Given passage -
# Criminals and the Guns They Carry.............



## Cait43 (Apr 4, 2013)

Criminals and the Guns They Carry | Buckeye Firearms Association


----------



## Goldwing (Nov 5, 2014)

Great read and good info Cait. Thanks for the post.
GW


----------



## Steve M1911A1 (Feb 6, 2008)

Good, useful information.
Good find!
Thanks!


----------



## pic (Nov 14, 2009)

Appreciate the link, 

How would this information help. 

I would never assume my armed attacker was under gunned, had faulty or inferior ammo.

I think the article might be misleading .


----------



## SouthernBoy (Jun 27, 2007)

pic said:


> Appreciate the link,
> 
> How would this information help.
> 
> ...


I think the article is useful but I do agree with your sentence I bolded. One should never underestimate a potential adversary, nor should one discard any information which could give one an advantage should an extreme encounter ensue.

Assuming a threat is better equipped and prepared than you can give you a valuable edge.


----------



## TAPnRACK (Jan 30, 2013)

Interesting article... I may do a study like this myself. I know must of our guns we take off suspects are in horrible shape (rusty & dirty), usually cheap autos in .25, .380 or 9mm. Most only have a few rounds in them and ammo is mostly old, mismatched brands/types. A lot of em' I would never dream of test firing for fear of a catastrophic failure. The revolvers we see are even worse... most are antique junk that stopped being useful long ago.

Agree with SB & Pic that one should never count on this to be the case... not when your life is on the line.


----------



## GCBHM (Mar 24, 2014)

I always like having good intel; however, it is never good to underestimate your opponent. Always train to beat your own best efforts. Work on the little things, and give a little extra. If you do that, you can expect to play a little over your head, and if the other guy isn't on par, you can beat him even if he is more talented than you. Just food for thought.


----------



## PT111Pro (Nov 15, 2014)

I don't believe any statistic that I did not counterfitted on my own. Really criminals coming from Mars and have no Idea about firearms. They don't go to gun-shows to buy weapons and they don't buy from the internet and local gun traders. Tight?.
I don't know where the report comes from, may be from California where no one ever had seen a gun and a criminal can count on, flashing a gun brings everyone to a heart attack. I doubt that in Texas a criminal would go into a gas station and flashing a broken or unloaded gun. Criminals are often stupid bad not that stupid to commit suicide by gas station clerk. 

So I don't really belief that story. Must be a liberal that explains why we don't really need a protective gun around. Right?


----------



## Goldwing (Nov 5, 2014)

PT111Pro said:


> I don't believe any statistic that I did not counterfitted on my own. Really criminals coming from Mars and have no Idea about firearms. They don't go to gun-shows to buy weapons and they don't buy from the internet and local gun traders. Tight?.
> I don't know where the report comes from, may be from California where no one ever had seen a gun and a criminal can count on, flashing a gun brings everyone to a heart attack. I doubt that in Texas a criminal would go into a gas station and flashing a broken or unloaded gun. Criminals are often stupid bad not that stupid to commit suicide by gas station clerk.
> 
> So I don't really belief that story. Must be a liberal that explains why we don't really need a protective gun around. Right?

Set problem 1 - Print the stretch of the forum thread on criminals and their guns from "## TAPnRACK (Jan" through "useful long ago.".
Set problem 2 - Proceed with the forum thread on criminals and their guns, starting right after its last line.
The records that come next are from a different source than the forum thread on criminals and their guns.

Dataset excerpts -
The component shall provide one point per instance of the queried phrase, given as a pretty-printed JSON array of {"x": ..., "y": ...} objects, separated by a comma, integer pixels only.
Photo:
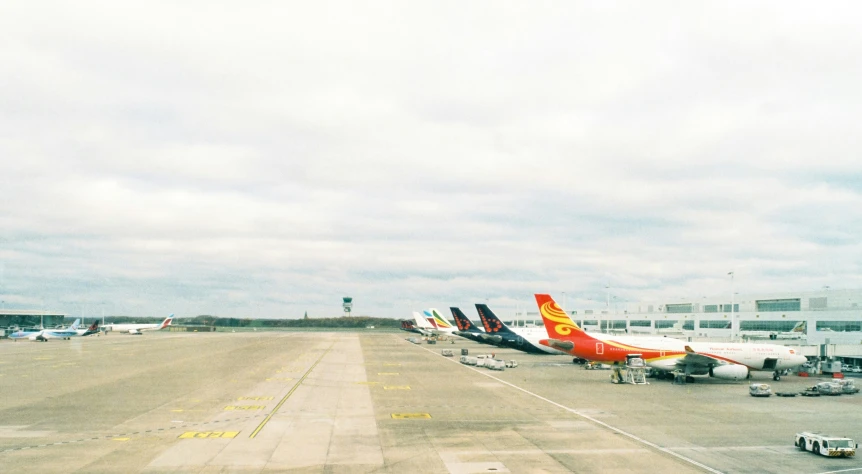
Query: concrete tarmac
[{"x": 373, "y": 402}]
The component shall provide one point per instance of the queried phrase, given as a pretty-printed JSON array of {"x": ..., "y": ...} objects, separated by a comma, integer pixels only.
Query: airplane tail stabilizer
[
  {"x": 558, "y": 324},
  {"x": 493, "y": 324},
  {"x": 439, "y": 319},
  {"x": 167, "y": 321},
  {"x": 463, "y": 322}
]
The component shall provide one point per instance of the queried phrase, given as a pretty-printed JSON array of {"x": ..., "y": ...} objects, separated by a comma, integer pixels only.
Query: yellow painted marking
[
  {"x": 295, "y": 386},
  {"x": 208, "y": 434},
  {"x": 407, "y": 416}
]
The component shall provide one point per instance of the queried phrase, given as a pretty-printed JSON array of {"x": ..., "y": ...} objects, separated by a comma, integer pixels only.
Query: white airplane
[
  {"x": 136, "y": 328},
  {"x": 726, "y": 360},
  {"x": 42, "y": 335},
  {"x": 422, "y": 325}
]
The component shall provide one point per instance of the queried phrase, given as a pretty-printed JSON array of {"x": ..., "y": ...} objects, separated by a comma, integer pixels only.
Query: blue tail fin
[
  {"x": 493, "y": 324},
  {"x": 463, "y": 323}
]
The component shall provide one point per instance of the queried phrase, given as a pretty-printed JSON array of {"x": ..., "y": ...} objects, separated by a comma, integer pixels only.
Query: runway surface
[{"x": 372, "y": 402}]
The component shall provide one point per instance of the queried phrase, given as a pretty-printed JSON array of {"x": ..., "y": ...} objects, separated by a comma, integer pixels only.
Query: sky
[{"x": 265, "y": 159}]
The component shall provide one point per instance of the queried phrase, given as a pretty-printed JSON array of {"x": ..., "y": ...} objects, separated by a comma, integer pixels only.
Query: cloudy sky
[{"x": 265, "y": 159}]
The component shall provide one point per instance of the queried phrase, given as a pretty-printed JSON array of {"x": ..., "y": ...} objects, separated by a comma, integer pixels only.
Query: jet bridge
[{"x": 635, "y": 371}]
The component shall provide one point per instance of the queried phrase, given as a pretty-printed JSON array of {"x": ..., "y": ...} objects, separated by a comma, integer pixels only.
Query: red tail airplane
[{"x": 724, "y": 360}]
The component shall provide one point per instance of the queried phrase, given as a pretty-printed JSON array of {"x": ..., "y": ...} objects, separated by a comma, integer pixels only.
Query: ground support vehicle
[
  {"x": 759, "y": 390},
  {"x": 819, "y": 443},
  {"x": 829, "y": 388}
]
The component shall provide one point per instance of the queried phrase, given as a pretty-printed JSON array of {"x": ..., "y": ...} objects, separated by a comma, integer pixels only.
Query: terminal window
[
  {"x": 772, "y": 326},
  {"x": 817, "y": 303},
  {"x": 793, "y": 304},
  {"x": 715, "y": 324},
  {"x": 839, "y": 326}
]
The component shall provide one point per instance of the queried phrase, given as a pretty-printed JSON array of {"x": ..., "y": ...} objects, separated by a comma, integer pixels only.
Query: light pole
[
  {"x": 733, "y": 327},
  {"x": 608, "y": 303}
]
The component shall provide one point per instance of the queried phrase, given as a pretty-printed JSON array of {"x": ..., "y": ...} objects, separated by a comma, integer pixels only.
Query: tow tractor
[{"x": 832, "y": 446}]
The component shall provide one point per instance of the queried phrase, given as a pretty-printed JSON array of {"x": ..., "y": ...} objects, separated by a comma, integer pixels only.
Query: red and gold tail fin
[{"x": 558, "y": 324}]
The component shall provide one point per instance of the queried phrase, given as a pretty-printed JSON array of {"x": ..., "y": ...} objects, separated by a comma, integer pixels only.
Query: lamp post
[
  {"x": 733, "y": 328},
  {"x": 608, "y": 303}
]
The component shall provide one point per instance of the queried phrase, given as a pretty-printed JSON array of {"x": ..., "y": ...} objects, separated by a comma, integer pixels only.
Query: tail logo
[
  {"x": 564, "y": 325},
  {"x": 461, "y": 325},
  {"x": 490, "y": 326}
]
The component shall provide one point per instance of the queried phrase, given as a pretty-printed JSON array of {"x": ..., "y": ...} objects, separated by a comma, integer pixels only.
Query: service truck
[{"x": 819, "y": 443}]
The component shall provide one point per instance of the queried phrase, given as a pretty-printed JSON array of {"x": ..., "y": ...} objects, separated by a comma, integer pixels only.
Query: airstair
[{"x": 635, "y": 370}]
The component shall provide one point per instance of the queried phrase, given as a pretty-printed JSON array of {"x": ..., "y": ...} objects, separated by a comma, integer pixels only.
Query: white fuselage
[{"x": 664, "y": 352}]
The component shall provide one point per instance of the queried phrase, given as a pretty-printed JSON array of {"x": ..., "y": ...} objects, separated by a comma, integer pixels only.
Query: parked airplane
[
  {"x": 439, "y": 321},
  {"x": 423, "y": 326},
  {"x": 93, "y": 329},
  {"x": 135, "y": 328},
  {"x": 717, "y": 359},
  {"x": 468, "y": 330},
  {"x": 43, "y": 335},
  {"x": 522, "y": 339}
]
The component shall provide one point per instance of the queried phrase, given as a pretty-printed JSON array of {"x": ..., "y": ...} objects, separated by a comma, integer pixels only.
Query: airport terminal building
[{"x": 812, "y": 318}]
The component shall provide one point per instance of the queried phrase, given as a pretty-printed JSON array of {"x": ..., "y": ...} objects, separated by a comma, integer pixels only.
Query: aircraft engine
[{"x": 731, "y": 372}]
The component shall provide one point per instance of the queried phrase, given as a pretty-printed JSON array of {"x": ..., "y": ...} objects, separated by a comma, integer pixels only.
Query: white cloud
[{"x": 270, "y": 158}]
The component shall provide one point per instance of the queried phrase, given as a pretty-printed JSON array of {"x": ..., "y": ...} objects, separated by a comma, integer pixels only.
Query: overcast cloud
[{"x": 268, "y": 159}]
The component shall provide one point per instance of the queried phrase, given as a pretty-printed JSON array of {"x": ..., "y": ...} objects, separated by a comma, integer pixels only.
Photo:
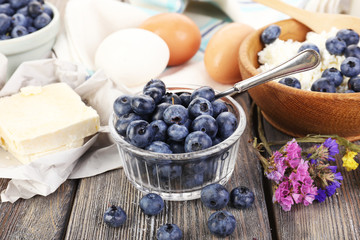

Expected output 1 -
## TAPnRACK (Jan 30, 2013)

Interesting article... I may do a study like this myself. I know must of our guns we take off suspects are in horrible shape (rusty & dirty), usually cheap autos in .25, .380 or 9mm. Most only have a few rounds in them and ammo is mostly old, mismatched brands/types. A lot of em' I would never dream of test firing for fear of a catastrophic failure. The revolvers we see are even worse... most are antique junk that stopped being useful long ago.

Expected output 2 -
PT, If you didn't read the story, the author is a policeman. He said that this was not a scientific study, and that it only covered a sampling of 85 or so guns that were involved in shootings. YMMV
GW


----------



## mcoe74 (Nov 22, 2013)

Interesting read. Thanks for posting.


----------



## paratrooper (Feb 1, 2012)

I've done a good share of relieving criminals of their firearms. I can't recall too many that I would have liked to have had for myself.

Most were out-right pieces of junk that I wouldn't shoot on a bet.


----------



## olroy (Aug 29, 2013)

paratrooper said:


> I've done a good share of relieving criminals of their firearms. I can't recall too many that I would have liked to have had for myself.
> 
> Most were out-right pieces of junk that I wouldn't shoot on a bet.


Yup Me too


----------



## BackyardCowboy (Aug 27, 2014)

Can we imply from the 'statistics' that bad guys prefer Ruger?


(or just a lot more get stolen and end up in the hands of bad guys?


----------



## SouthernBoy (Jun 27, 2007)

paratrooper said:


> I've done a good share of relieving criminals of their firearms. I can't recall too many that I would have liked to have had for myself.
> 
> Most were out-right pieces of junk that I wouldn't shoot on a bet.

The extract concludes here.